**Written exercise**: Print the lines of the Data listing below word for word, starting with its first line and ending with the line containing "16 402 102 442". Include that line.

Data listing:
'''

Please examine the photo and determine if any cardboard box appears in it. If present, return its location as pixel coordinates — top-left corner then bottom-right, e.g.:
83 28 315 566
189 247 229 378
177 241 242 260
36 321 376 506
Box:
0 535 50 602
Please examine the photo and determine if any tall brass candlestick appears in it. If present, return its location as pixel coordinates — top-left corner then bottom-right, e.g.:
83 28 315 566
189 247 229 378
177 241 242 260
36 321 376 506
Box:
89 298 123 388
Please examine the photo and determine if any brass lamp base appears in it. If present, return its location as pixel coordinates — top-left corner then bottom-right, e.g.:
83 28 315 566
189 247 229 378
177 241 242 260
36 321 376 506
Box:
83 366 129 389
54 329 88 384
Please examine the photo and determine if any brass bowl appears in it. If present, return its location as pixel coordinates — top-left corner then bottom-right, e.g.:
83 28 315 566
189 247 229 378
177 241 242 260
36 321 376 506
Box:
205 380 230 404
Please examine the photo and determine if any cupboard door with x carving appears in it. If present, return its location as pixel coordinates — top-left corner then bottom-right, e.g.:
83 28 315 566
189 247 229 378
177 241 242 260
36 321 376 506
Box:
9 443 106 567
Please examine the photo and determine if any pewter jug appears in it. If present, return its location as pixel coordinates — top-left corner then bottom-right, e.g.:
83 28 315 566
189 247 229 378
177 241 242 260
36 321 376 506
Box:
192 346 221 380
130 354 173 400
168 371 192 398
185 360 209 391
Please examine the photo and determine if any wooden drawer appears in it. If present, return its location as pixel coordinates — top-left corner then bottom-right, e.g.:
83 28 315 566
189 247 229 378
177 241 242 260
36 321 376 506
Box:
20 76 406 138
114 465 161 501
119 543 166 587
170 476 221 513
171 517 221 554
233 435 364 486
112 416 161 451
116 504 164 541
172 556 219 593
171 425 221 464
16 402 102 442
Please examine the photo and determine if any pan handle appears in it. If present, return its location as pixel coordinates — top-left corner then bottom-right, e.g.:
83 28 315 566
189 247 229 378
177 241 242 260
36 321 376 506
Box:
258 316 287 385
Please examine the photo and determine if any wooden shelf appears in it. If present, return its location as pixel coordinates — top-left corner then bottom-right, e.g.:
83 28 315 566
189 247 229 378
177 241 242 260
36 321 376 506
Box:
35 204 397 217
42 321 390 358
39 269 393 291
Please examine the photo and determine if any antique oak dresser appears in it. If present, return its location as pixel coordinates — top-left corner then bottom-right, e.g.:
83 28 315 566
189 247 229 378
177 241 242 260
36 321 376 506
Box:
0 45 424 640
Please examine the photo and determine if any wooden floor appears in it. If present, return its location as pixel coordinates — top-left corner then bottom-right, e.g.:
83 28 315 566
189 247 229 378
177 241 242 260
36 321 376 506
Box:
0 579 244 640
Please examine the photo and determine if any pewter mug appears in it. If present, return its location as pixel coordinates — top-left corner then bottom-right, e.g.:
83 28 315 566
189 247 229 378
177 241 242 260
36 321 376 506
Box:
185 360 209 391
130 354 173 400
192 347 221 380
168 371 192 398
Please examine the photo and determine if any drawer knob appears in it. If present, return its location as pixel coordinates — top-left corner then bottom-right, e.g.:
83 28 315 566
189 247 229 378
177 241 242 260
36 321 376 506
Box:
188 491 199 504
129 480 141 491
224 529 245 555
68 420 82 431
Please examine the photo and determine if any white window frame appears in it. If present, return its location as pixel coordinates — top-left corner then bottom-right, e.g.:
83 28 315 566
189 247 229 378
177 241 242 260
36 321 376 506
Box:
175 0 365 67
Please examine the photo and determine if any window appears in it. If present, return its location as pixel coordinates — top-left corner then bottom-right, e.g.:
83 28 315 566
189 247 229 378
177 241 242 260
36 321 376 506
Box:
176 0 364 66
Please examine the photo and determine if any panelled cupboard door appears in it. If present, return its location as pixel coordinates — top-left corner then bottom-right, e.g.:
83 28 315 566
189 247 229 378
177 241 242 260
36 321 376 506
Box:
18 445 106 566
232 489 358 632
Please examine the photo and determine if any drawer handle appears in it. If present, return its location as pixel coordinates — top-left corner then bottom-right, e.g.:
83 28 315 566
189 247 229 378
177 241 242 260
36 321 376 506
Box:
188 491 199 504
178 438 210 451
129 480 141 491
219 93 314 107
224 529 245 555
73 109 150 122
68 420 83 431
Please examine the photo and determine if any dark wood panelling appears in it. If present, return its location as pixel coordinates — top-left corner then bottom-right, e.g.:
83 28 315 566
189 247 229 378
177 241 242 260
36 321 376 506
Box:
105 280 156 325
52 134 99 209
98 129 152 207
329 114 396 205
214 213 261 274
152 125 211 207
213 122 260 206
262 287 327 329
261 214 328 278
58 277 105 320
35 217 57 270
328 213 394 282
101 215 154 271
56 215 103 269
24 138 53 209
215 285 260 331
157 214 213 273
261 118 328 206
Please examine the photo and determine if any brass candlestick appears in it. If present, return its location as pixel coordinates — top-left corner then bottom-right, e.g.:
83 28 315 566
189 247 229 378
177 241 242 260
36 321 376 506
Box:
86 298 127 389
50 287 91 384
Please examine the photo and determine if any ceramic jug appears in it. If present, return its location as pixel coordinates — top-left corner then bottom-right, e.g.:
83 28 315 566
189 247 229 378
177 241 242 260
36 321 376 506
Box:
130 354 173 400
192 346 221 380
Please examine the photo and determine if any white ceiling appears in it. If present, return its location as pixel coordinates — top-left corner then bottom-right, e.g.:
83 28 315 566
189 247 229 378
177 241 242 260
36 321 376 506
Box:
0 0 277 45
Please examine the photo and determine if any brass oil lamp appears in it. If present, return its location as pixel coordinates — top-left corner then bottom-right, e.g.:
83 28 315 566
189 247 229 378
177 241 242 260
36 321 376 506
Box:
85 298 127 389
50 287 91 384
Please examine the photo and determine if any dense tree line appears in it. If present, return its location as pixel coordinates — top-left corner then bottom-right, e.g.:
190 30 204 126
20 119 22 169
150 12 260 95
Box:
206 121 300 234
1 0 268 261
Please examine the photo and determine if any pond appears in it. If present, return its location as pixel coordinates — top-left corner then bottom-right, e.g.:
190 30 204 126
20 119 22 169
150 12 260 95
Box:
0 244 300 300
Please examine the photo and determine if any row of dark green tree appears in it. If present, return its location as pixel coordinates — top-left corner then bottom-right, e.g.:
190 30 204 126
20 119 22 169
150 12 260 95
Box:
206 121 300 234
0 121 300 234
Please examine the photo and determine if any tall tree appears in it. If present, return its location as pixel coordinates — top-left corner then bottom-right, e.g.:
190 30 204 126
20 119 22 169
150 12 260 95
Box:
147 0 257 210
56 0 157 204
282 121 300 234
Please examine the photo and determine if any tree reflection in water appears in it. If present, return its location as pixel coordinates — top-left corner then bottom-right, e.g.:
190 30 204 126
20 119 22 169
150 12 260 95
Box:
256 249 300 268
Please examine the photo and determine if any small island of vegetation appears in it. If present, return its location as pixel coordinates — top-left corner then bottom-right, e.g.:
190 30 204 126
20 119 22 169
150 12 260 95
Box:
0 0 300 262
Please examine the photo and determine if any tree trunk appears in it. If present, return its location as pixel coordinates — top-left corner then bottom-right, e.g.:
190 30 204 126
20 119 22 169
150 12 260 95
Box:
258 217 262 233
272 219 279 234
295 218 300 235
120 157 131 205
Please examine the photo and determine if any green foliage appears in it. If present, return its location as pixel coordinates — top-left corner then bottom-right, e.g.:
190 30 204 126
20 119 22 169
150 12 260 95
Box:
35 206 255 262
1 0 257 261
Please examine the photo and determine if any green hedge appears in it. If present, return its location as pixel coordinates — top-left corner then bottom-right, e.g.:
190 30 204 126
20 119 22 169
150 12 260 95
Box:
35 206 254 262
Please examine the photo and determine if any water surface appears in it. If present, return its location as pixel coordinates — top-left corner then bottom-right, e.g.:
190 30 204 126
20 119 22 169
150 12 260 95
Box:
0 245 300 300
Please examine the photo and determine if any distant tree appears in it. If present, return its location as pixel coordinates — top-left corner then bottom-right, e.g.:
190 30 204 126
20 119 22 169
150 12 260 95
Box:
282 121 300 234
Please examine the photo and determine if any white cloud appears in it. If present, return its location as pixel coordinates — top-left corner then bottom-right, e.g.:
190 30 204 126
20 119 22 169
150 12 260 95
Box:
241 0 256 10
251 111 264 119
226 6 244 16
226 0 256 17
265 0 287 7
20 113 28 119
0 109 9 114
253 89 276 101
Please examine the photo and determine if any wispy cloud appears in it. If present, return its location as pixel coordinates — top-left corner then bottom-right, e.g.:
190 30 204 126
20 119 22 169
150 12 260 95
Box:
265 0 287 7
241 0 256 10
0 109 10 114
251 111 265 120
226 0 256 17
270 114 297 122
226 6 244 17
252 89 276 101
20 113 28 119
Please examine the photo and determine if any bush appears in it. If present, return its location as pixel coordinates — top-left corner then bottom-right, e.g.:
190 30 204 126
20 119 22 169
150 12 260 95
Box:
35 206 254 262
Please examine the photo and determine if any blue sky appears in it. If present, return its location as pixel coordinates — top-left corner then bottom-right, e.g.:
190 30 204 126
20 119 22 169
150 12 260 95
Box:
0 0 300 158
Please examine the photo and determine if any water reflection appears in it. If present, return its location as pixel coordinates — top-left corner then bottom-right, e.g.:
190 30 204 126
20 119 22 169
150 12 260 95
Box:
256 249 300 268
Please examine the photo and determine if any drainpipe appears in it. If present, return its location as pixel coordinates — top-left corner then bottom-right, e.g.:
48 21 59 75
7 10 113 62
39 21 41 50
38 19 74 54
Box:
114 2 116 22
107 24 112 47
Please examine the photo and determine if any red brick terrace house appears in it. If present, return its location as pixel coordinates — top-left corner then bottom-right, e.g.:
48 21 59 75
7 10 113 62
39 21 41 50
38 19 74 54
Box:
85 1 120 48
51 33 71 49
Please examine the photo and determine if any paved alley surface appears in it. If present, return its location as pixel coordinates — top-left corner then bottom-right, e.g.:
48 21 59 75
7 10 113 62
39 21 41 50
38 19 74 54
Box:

'''

**Written solution**:
Please examine the photo and determine if any cardboard box appears in it. If present, return its location as pixel coordinates — top-left corner then bottom-right, e.g.:
83 28 315 566
189 247 229 378
177 241 242 260
36 321 376 506
Box:
0 535 50 602
Please examine the photo and determine if any tall brass candlestick appears in it. If present, return its location as pixel coordinates — top-left corner then bottom-right, e.g.:
83 28 315 566
189 247 229 378
177 241 242 260
36 321 376 506
Box:
89 298 123 388
Please examine the photo and determine if any brass lamp base appears in it. If present, return its location as pixel coordinates — top-left corner then bottom-right, e.g.:
83 28 315 566
189 247 229 378
177 241 242 260
36 321 376 506
Box:
83 366 129 389
54 329 88 384
Please examine the photo and determine if any brass bowl appears in it. If present, return its location as pixel coordinates — top-left corner then bottom-right, e.g.:
83 28 315 566
189 247 229 378
177 241 242 260
36 321 376 506
Box:
205 380 230 404
Please examine the photo and determine if any cupboard door with x carving appears in it. If present, return its location as pixel coordinates — top-left corner then bottom-right, e.g.:
83 28 315 566
189 247 229 378
177 241 242 260
36 321 376 506
Box:
9 443 106 567
Please examine the photo and determine if any pewter jug appears in it. If present, return its location as pixel coordinates — top-left corner then bottom-right, e.g.:
83 28 315 566
189 247 229 378
177 241 242 260
36 321 376 506
Box:
192 346 221 380
130 354 173 400
168 371 192 398
185 360 209 391
Please examine the photo and determine if any wooden drawer appears in it. If present, return its location as pixel coordinates — top-left corner then bottom-right, e.g.:
83 28 315 566
189 247 229 378
177 241 242 260
36 321 376 506
Box:
20 76 406 138
114 465 161 501
119 543 166 587
170 476 221 513
171 517 221 554
233 435 364 486
112 416 161 451
116 504 164 541
172 556 219 593
171 425 221 464
16 402 102 442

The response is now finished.